INSTRUCTIONS FOR THE TASK:
Please count how many lines of the material below contain the word "short", matching case exactly. Reply with only that number.

RECORDED DATA:
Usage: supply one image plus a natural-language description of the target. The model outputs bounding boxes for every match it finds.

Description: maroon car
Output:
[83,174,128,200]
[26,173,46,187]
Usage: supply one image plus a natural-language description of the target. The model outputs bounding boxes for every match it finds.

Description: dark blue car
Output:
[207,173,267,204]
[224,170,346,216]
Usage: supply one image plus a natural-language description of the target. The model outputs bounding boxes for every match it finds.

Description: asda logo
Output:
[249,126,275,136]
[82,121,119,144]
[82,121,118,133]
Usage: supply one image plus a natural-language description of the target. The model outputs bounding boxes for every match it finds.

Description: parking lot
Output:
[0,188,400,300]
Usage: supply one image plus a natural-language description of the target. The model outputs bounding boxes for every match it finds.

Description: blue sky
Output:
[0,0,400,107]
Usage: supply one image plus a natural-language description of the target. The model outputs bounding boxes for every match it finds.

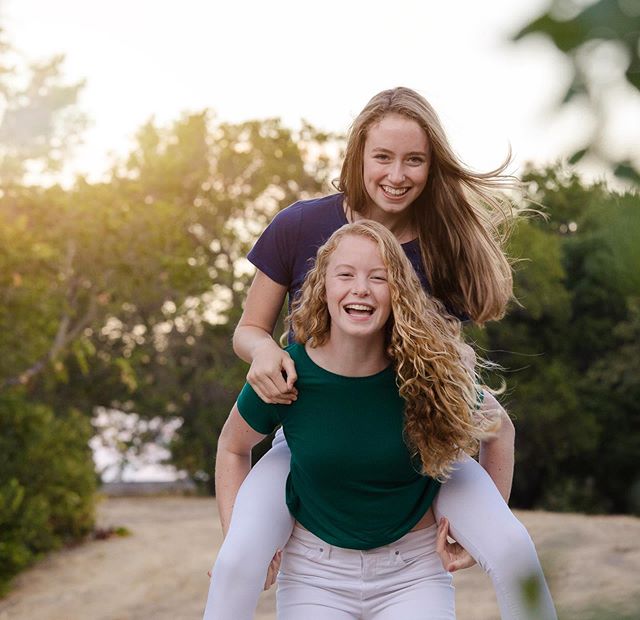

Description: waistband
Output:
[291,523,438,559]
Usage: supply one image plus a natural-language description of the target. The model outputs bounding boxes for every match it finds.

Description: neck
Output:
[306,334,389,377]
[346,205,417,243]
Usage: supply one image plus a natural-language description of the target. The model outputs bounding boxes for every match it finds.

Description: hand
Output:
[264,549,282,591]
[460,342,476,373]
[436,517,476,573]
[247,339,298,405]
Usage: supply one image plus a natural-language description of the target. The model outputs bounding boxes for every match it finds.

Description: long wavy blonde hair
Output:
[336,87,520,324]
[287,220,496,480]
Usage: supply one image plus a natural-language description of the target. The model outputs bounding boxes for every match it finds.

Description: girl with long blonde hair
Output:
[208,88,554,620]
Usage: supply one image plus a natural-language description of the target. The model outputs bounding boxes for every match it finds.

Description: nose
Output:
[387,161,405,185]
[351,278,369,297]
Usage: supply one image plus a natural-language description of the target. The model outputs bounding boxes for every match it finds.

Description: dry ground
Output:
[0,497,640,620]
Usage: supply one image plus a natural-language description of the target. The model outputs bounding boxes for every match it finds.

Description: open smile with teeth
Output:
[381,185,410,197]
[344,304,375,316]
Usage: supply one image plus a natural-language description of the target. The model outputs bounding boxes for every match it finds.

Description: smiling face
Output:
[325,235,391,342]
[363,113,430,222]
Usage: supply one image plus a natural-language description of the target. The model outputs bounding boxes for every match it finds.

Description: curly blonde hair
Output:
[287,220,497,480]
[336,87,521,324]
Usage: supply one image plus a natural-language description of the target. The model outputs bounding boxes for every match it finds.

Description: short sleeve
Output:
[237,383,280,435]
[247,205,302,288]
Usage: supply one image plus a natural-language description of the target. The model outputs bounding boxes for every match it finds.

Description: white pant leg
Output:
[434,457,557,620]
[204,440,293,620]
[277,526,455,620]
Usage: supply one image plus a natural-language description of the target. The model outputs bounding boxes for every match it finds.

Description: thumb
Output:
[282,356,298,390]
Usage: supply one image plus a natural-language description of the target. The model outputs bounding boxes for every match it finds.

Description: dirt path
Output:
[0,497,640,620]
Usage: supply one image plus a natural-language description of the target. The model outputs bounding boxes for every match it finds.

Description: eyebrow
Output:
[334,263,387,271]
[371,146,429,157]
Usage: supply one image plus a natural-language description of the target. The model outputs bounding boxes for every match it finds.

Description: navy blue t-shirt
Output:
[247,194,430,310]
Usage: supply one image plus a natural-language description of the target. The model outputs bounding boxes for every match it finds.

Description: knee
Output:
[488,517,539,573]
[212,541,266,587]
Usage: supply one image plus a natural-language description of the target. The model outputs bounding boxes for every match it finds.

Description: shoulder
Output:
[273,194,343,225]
--
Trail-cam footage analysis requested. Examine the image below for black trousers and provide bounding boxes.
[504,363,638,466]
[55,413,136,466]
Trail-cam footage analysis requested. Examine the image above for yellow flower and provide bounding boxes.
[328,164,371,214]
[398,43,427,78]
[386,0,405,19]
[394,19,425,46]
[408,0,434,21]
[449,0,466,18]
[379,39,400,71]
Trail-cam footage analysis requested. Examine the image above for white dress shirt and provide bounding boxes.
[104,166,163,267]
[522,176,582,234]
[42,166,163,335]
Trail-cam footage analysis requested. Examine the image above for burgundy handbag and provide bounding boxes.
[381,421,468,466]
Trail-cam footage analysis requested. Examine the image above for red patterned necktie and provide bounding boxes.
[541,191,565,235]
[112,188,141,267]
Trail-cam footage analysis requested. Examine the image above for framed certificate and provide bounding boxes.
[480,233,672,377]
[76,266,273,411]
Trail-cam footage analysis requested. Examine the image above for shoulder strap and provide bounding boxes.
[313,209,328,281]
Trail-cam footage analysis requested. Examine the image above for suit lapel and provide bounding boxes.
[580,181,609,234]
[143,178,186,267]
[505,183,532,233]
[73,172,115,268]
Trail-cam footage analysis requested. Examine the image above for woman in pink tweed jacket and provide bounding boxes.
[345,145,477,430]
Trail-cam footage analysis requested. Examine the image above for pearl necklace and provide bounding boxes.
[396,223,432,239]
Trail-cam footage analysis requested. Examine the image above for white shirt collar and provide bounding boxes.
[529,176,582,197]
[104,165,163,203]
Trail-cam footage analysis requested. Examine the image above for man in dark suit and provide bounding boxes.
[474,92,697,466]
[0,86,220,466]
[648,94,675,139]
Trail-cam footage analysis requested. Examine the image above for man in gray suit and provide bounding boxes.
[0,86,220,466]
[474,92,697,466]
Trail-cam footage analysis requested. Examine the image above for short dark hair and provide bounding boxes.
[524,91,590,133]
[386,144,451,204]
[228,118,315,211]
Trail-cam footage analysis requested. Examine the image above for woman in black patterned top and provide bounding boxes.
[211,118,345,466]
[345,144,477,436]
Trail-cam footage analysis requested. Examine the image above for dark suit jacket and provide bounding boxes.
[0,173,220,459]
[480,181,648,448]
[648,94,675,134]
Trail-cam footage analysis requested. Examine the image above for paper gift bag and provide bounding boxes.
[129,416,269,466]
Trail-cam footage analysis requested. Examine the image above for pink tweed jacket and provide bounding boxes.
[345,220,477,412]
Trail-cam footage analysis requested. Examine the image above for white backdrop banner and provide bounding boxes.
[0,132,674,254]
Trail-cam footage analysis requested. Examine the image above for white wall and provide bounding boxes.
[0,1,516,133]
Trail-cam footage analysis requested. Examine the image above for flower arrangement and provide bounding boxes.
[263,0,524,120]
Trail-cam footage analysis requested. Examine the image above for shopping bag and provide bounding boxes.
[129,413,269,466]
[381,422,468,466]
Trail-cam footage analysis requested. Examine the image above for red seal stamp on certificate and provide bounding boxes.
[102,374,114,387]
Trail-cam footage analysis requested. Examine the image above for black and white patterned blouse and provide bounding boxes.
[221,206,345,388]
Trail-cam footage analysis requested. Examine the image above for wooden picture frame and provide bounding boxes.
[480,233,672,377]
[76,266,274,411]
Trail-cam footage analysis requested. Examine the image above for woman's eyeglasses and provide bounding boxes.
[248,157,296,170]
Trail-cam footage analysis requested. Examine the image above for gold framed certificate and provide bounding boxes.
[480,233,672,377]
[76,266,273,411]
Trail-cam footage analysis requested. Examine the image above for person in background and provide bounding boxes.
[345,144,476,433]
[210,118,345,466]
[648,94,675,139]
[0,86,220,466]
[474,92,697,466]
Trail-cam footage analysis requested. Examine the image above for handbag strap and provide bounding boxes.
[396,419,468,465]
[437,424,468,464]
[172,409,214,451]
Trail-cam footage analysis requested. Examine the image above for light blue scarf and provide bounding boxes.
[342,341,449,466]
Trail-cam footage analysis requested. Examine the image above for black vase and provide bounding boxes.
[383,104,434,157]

FINISHED ANSWER:
2